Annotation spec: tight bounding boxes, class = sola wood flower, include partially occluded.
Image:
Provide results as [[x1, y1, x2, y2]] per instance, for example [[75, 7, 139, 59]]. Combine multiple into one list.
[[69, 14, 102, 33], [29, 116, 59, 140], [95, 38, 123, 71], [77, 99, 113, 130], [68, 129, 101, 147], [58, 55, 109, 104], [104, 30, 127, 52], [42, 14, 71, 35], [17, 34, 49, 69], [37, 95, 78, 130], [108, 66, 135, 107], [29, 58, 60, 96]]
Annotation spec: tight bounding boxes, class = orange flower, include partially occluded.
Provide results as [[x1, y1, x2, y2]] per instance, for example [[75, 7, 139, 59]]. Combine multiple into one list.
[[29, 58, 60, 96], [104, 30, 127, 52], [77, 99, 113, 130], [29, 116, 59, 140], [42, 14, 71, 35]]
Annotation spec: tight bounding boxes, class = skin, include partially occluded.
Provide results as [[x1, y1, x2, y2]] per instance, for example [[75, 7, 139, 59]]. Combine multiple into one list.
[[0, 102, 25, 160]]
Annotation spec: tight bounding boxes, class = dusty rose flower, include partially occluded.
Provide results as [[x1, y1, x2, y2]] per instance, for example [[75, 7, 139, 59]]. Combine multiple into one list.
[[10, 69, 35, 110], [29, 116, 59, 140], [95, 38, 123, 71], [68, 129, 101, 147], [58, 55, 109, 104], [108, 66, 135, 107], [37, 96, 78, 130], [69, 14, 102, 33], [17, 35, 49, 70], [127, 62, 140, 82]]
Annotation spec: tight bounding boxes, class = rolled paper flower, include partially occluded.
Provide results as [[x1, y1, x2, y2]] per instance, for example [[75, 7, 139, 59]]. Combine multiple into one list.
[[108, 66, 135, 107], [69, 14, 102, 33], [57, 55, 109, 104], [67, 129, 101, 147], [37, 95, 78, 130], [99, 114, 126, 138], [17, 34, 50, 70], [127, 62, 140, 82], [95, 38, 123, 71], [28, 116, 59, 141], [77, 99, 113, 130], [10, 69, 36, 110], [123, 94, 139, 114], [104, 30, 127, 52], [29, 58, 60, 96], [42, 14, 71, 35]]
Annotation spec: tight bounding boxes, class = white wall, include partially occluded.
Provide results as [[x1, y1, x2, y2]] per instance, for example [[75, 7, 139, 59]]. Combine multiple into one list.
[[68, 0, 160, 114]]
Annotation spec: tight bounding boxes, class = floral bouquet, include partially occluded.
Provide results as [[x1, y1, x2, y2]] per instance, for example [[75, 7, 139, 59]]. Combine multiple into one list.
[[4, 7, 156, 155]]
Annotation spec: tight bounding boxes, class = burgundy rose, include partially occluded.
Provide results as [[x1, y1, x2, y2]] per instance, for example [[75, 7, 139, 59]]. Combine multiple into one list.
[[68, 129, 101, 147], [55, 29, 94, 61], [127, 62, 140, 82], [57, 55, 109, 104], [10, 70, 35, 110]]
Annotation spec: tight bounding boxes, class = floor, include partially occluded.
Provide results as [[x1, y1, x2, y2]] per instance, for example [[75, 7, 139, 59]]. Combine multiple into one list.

· · · · ·

:: Challenge ::
Please reproduce the listing above word for word, from its first line through its last.

:: Exercise output ::
Annotation spec: tight bounding boxes, class = sola wood flower, include partially occluded.
Image:
Provide results as [[x1, y1, x2, y2]] per instance, for example [[75, 7, 139, 59]]. Combine multiple into one list.
[[69, 14, 102, 33], [29, 116, 59, 140], [95, 38, 123, 71], [77, 99, 113, 130], [68, 129, 101, 147], [58, 55, 109, 104], [104, 30, 127, 52], [42, 14, 71, 35], [17, 34, 49, 69], [37, 95, 78, 130], [108, 66, 135, 107], [29, 58, 60, 96]]
Annotation spec: tight bounding boxes, class = orange flower, include partially occluded.
Provide results as [[x1, y1, x2, y2]] per instance, for example [[75, 7, 139, 59]]. Combine multiple into one list.
[[29, 58, 60, 96], [104, 30, 127, 52], [77, 99, 113, 130], [29, 116, 59, 140], [42, 14, 71, 35]]
Annotation spec: tight bounding boxes, class = skin, include partially occluded.
Provide results as [[x1, y1, x2, y2]] per instance, for example [[75, 7, 139, 59]]. Combine multiple into one list.
[[0, 102, 25, 160]]
Annotation spec: tight bounding boxes, class = dusty rose flower, include partially occluded.
Provide results as [[x1, y1, x2, y2]] per instance, for example [[75, 7, 139, 59]]. Combine multiple into one list.
[[10, 69, 35, 110], [29, 116, 59, 140], [95, 38, 123, 71], [68, 129, 101, 147], [58, 55, 109, 104], [108, 66, 135, 107], [37, 96, 78, 130], [69, 14, 102, 33], [17, 35, 49, 70], [127, 62, 140, 82]]
Annotation spec: tight bounding boxes, class = rolled paper flower, include partially occluded.
Provide results as [[x1, y1, x2, y2]] per instance, for example [[75, 7, 139, 59]]. Combine multiple into one list.
[[108, 66, 135, 107], [69, 14, 102, 33], [57, 55, 109, 104], [67, 129, 101, 147], [37, 95, 78, 130], [99, 114, 126, 138], [17, 34, 50, 70], [127, 62, 140, 82], [95, 38, 123, 71], [28, 116, 59, 141], [77, 99, 113, 130], [10, 69, 36, 110], [123, 94, 139, 114], [104, 30, 127, 52], [29, 58, 60, 96], [42, 14, 71, 35]]
Annotation spec: tight bounding boxes, class = white wall, include partially occluded.
Provide results as [[x1, y1, x2, y2]] per instance, for example [[75, 7, 139, 59]]. Combine multiple into one list.
[[68, 0, 160, 114]]
Annotation spec: tight bounding boxes, class = floral bouquet, include partially occluded.
Provide results as [[x1, y1, x2, y2]] per instance, for example [[75, 7, 139, 59]]. Combine multiple into one list.
[[4, 7, 156, 155]]
Annotation spec: tight bounding boxes, class = burgundy rose, include partially occluded.
Provide results as [[x1, y1, x2, y2]] per instance, for example [[75, 7, 139, 59]]. Combine multiple into one list.
[[68, 129, 101, 147], [55, 29, 94, 61], [127, 62, 140, 82], [57, 55, 109, 104], [10, 70, 35, 110]]
Annotation spec: tight bounding boxes, class = floor, include partially occluded.
Provide results as [[x1, y1, x2, y2]] per instance, for example [[75, 7, 139, 59]]. Combine multiple into one list.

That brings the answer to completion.